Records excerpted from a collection
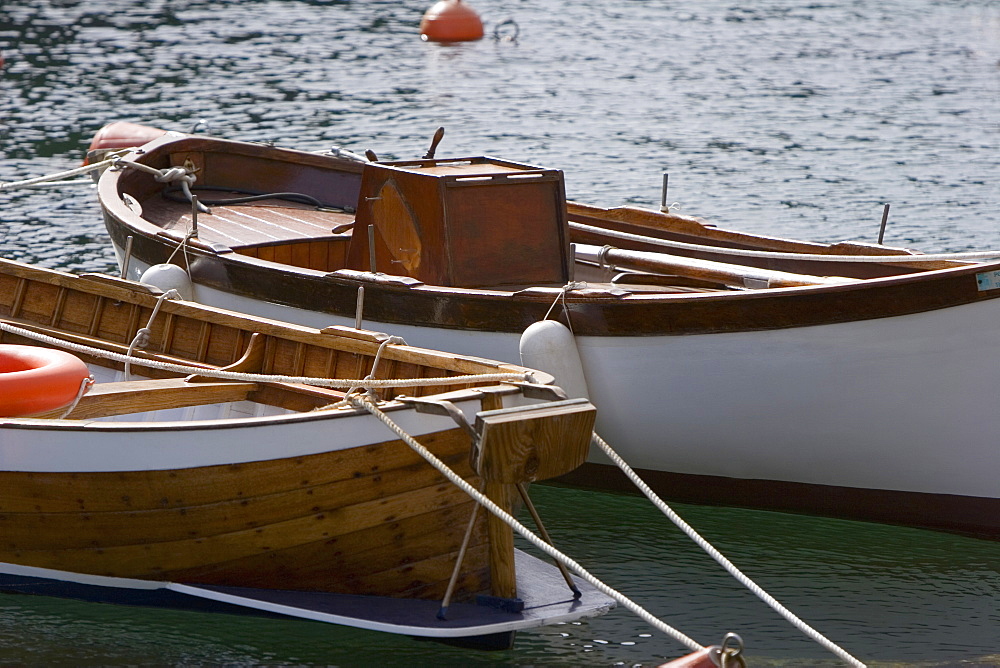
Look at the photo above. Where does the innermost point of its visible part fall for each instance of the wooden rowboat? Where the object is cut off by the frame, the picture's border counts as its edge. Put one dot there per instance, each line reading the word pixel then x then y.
pixel 813 380
pixel 172 486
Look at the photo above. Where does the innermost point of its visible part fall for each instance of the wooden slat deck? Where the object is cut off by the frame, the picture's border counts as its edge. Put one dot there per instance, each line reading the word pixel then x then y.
pixel 240 225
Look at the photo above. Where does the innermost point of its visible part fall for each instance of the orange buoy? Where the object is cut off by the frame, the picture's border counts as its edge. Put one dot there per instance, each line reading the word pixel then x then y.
pixel 122 134
pixel 451 21
pixel 34 380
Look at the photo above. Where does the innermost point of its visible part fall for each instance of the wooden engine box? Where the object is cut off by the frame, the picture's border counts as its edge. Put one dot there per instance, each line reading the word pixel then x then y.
pixel 469 222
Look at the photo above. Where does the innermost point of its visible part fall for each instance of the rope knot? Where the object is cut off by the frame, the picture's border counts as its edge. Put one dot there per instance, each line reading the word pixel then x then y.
pixel 174 174
pixel 142 337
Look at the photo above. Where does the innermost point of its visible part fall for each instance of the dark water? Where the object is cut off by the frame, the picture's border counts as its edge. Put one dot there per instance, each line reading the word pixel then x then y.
pixel 797 118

YOUR ASSIGNMENT.
Output every record verbatim, skipping images.

RESULT FOR THIS EXERCISE.
Look at the photo above. Where does the innermost point of its visible part fall for each instance of the wooden rowboat? Where the object is cut off by the frame, the picture's border counts as its edge. Put one dot there per instance, each line reading the word pixel then x then y.
pixel 813 380
pixel 172 486
Look at the photo above. Where does the innermost point of its visible part fall for each instance of the wooden slat deck? Where the object is cut off by the frame, the picture's border counts as its edge. Put one dot there per instance, each line reading the word pixel then x then y.
pixel 240 225
Look at the photo above. Where does the innermost point of its visible part fall for each instance of the orange buoy? Where the object is cut off by the frame, the picture's border counts as its edge. Put one dot there per instance, each line reading the word pixel then x then y.
pixel 122 134
pixel 451 21
pixel 34 380
Look at the photo above. Where does the innermost point of its visible part fall for each instance of the wooden engine box? Where the object is cut off by the frame, the picture's border counts as its edge. Put one dot there per instance, each line reading the word pixel then x then y.
pixel 469 222
Look at the photo above. Where does the innermost point of its visible part fall for each instance of the rope knot? Where the object is cut off by the frame, the picture's border counts as its edge. Put one dot there per instance, each line reading the word pixel then x then y.
pixel 174 174
pixel 142 337
Look at the photo above. Where does the innermost point of its visible part fall for each instance of the dark water? Where the object is cut off by the frame, the picture's border counts as its edge. Put one dot there per instance, each line reading the word pixel then x then y.
pixel 797 118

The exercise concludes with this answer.